Stated goal
Restate the full set of records exactly, without adding or dropping a word.

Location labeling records

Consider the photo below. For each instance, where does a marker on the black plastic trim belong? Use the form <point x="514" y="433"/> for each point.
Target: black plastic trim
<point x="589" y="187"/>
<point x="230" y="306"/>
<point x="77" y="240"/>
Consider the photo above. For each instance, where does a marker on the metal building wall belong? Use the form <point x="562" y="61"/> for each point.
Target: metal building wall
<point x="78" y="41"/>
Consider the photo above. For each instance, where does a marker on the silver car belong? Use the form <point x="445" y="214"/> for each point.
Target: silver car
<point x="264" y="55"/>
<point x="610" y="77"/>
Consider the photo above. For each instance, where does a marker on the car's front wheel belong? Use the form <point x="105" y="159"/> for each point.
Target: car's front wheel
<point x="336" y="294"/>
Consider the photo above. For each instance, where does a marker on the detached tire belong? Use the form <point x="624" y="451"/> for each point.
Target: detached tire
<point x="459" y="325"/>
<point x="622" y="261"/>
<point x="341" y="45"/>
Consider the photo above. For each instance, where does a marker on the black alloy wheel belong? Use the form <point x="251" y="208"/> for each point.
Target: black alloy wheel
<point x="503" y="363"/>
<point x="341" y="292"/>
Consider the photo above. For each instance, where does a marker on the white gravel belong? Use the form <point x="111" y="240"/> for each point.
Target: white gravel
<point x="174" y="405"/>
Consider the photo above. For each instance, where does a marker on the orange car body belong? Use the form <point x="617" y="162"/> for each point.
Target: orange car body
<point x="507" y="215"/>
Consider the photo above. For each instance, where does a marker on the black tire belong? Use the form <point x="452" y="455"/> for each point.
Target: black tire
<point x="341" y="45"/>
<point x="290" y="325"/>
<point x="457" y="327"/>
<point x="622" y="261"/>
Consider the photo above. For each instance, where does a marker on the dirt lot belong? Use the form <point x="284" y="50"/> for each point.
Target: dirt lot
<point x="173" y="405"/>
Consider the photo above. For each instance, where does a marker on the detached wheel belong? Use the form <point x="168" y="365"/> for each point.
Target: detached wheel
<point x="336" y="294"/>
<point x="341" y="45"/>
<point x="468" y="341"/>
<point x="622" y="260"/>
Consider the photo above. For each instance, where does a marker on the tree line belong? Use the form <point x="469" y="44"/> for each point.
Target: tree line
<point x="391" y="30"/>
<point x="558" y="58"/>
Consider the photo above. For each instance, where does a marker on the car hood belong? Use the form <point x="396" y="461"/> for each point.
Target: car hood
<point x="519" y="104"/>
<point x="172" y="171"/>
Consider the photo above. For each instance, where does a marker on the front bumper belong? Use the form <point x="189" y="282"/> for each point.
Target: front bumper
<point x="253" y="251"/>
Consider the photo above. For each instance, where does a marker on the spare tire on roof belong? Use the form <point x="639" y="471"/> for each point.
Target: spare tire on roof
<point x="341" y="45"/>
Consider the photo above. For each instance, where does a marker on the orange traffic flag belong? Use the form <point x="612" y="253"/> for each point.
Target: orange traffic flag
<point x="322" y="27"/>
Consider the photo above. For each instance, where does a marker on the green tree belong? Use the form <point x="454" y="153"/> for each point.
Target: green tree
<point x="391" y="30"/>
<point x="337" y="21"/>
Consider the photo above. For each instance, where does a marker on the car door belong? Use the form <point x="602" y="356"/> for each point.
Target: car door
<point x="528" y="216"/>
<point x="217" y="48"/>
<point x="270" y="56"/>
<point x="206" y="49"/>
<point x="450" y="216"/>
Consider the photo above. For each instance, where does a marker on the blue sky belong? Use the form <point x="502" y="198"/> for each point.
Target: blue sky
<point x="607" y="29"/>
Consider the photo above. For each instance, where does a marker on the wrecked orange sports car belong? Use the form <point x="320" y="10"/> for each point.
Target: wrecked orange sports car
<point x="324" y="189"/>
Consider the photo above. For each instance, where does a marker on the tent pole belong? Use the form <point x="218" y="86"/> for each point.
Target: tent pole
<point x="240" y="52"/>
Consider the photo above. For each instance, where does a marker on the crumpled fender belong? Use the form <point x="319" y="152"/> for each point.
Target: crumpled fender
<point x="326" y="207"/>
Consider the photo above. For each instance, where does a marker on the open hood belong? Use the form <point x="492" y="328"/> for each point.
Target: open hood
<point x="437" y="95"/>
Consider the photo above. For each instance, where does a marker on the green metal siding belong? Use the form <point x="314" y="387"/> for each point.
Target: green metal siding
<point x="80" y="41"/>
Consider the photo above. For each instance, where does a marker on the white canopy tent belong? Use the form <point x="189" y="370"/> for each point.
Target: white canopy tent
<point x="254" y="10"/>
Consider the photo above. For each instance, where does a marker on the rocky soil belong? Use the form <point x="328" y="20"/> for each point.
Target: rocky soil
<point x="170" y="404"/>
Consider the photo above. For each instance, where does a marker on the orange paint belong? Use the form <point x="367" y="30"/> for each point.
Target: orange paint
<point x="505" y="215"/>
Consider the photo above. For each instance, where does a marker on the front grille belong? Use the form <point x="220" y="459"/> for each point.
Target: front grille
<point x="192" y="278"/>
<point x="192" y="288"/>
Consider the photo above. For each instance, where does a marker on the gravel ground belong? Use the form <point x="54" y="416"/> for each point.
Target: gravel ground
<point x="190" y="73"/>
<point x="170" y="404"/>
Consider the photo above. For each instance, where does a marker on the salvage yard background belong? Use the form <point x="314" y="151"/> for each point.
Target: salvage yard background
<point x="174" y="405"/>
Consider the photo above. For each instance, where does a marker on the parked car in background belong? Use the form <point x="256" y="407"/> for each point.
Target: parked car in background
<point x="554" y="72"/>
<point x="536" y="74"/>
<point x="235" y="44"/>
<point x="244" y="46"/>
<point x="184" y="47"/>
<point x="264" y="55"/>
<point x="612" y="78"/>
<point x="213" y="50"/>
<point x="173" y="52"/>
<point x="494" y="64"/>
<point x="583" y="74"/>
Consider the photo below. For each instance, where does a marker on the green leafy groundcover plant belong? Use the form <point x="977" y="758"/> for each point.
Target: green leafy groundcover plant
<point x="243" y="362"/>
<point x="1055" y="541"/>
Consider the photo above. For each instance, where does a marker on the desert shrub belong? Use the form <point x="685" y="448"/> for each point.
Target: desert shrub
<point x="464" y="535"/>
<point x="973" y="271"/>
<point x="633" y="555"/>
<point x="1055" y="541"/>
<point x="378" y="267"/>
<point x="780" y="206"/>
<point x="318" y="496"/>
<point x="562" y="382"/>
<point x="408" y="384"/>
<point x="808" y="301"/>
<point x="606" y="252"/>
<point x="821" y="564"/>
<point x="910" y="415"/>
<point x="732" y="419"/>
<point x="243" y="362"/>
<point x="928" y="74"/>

Reply to the exercise
Consider the photo below. For each instance, where does a marker on the black plastic trim belong? Use the form <point x="514" y="433"/> for each point.
Target: black plastic trim
<point x="589" y="187"/>
<point x="230" y="306"/>
<point x="77" y="240"/>
Consider the photo above. For each instance, where does a marker on the metal building wall belong? Use the form <point x="562" y="61"/> for each point.
Target: metal building wall
<point x="78" y="41"/>
Consider the photo above. For each instance, where does a marker on the silver car belong? Use the form <point x="445" y="214"/> for each point.
Target: silver car
<point x="264" y="55"/>
<point x="610" y="77"/>
Consider the photo above. For each instance, where does a marker on the car's front wheel belong? Use the form <point x="105" y="159"/> for each point.
Target: car's front wheel
<point x="336" y="294"/>
Consider the photo above. For each instance, where does a marker on the detached tire belong? Use the form <point x="624" y="451"/> for each point.
Target: detached tire
<point x="459" y="325"/>
<point x="622" y="261"/>
<point x="341" y="45"/>
Consider the photo above. For each instance, where does a marker on the black alloy wheel belong? Use the form <point x="251" y="208"/> for each point.
Target: black alloy wheel
<point x="503" y="363"/>
<point x="341" y="292"/>
Consider the photo above. For each instance, where does a marker on the white gravel belong? Use the form <point x="111" y="240"/> for each point.
Target: white gravel
<point x="174" y="405"/>
Consider the photo above. For each instance, where does a marker on the orange car body belong? Use the form <point x="617" y="162"/> for each point.
Target: orange car body
<point x="507" y="215"/>
Consider the photo above. For each instance, where does a marker on the black tire belong? Use the form <point x="452" y="455"/> for each point.
Target: black tire
<point x="341" y="45"/>
<point x="290" y="325"/>
<point x="457" y="327"/>
<point x="622" y="261"/>
Consider the photo above. For each instance, where does a marker on the dirt lot belong? Use the form <point x="284" y="50"/> for each point.
Target: dirt lot
<point x="173" y="405"/>
Consider the photo above. For each instance, where does a marker on the detached wheel belong? Use the form <point x="168" y="365"/> for each point.
Target: detached wheel
<point x="336" y="294"/>
<point x="341" y="45"/>
<point x="468" y="341"/>
<point x="622" y="260"/>
Consider the photo above. For each instance, where does a marker on the tree line belong? Use the form <point x="469" y="44"/> for each point.
Target: tree line
<point x="391" y="30"/>
<point x="558" y="58"/>
Consider the photo above. For each instance, where does a marker on the car hood belong? Use the form <point x="396" y="461"/> for each point.
Target: car hood
<point x="519" y="104"/>
<point x="172" y="171"/>
Consider the photo above. For each instance, where does a marker on the front bumper belong? Use the form <point x="189" y="282"/> for each point.
Target: front bumper
<point x="253" y="251"/>
Consider the photo above. For each instance, where does a marker on the spare tire on roof belong? Use the form <point x="639" y="471"/> for each point.
Target: spare tire on roof
<point x="341" y="45"/>
Consider the photo above. For each instance, where does a marker on the orange traffic flag belong? Use the form <point x="612" y="253"/> for each point.
Target: orange traffic flag
<point x="322" y="27"/>
Consider the photo above. For each instance, where does a marker on the green tree belong? Use the form <point x="454" y="153"/> for each point.
Target: green tree
<point x="391" y="30"/>
<point x="337" y="21"/>
Consider the photo above. For each instance, where does a marker on the car door belong? Use the form <point x="602" y="356"/> for each point.
Target: car door
<point x="528" y="216"/>
<point x="217" y="48"/>
<point x="270" y="56"/>
<point x="206" y="49"/>
<point x="450" y="216"/>
Consider the photo above. For each instance, where does a marker on the blue sky belong? Use the form <point x="502" y="198"/> for each point.
Target: blue sky
<point x="607" y="29"/>
Consider the photo above. For each instance, where does a marker on the wrecked orange sports car belong? Use the form <point x="320" y="10"/> for each point.
Target: wrecked orange sports car
<point x="324" y="189"/>
Consider the photo above. For each instance, where does a marker on the tent pole belong? Use the form <point x="218" y="86"/> for each point.
Target: tent pole
<point x="240" y="52"/>
Consider the photo above. For each instance, where does a marker on the crumpled fender belong? Use the form <point x="319" y="152"/> for each point.
Target: crumpled fender
<point x="326" y="207"/>
Consider the photo above. For each instance, where does a marker on the open hood belong? Use the form <point x="492" y="328"/> for each point.
Target: open hood
<point x="437" y="95"/>
Consider the photo above. For each instance, where does a marker on the green metal siding belong? Use the form <point x="314" y="387"/> for each point.
Target: green metal siding
<point x="80" y="41"/>
Consider the photo above. For each instance, where does a marker on the white canopy tent belong? Use the form <point x="189" y="370"/> for each point.
Target: white canopy tent
<point x="254" y="10"/>
Consider the photo above. For each instance, where does a marker on the rocky soil belong? Use the form <point x="328" y="20"/> for each point.
Target: rocky soil
<point x="170" y="404"/>
Consider the photo above. For each instance, where does a marker on the orange paint belong? Use the form <point x="367" y="30"/> for each point.
Target: orange paint
<point x="505" y="215"/>
Consider the photo above. For each instance, where does a marker on the front grille belong? Use the form <point x="220" y="459"/> for each point.
Target: front grille
<point x="192" y="278"/>
<point x="192" y="288"/>
Consider the photo above. For each instance, where does a marker on the gravel ground belong? Use the form <point x="54" y="416"/> for each point.
Target: gravel ground
<point x="190" y="73"/>
<point x="170" y="404"/>
Consider the photo above. For each instance, where does a marker on the salvage yard background belong? Use the form <point x="314" y="151"/> for each point.
Target: salvage yard background
<point x="174" y="405"/>
Consider the photo above. For each instance, where does a marker on the parked car in background belong? Use the form <point x="256" y="407"/> for each point.
Target: parked car in background
<point x="554" y="72"/>
<point x="536" y="74"/>
<point x="235" y="44"/>
<point x="244" y="46"/>
<point x="184" y="47"/>
<point x="264" y="55"/>
<point x="612" y="78"/>
<point x="213" y="50"/>
<point x="173" y="52"/>
<point x="494" y="64"/>
<point x="583" y="74"/>
Consider the photo below. For each instance, where does a marker on the green leafy groundcover plant belong? Use the form <point x="977" y="758"/> for each point.
Target: green leafy groundcover plant
<point x="243" y="362"/>
<point x="1055" y="541"/>
Consider the photo above. For each instance, where does a marker on the desert shrub belong? Use the form <point x="685" y="448"/> for each point.
Target: desert shrub
<point x="464" y="535"/>
<point x="973" y="271"/>
<point x="633" y="555"/>
<point x="1055" y="541"/>
<point x="378" y="267"/>
<point x="780" y="206"/>
<point x="318" y="496"/>
<point x="562" y="382"/>
<point x="408" y="384"/>
<point x="808" y="301"/>
<point x="606" y="252"/>
<point x="821" y="564"/>
<point x="910" y="415"/>
<point x="732" y="419"/>
<point x="243" y="362"/>
<point x="928" y="74"/>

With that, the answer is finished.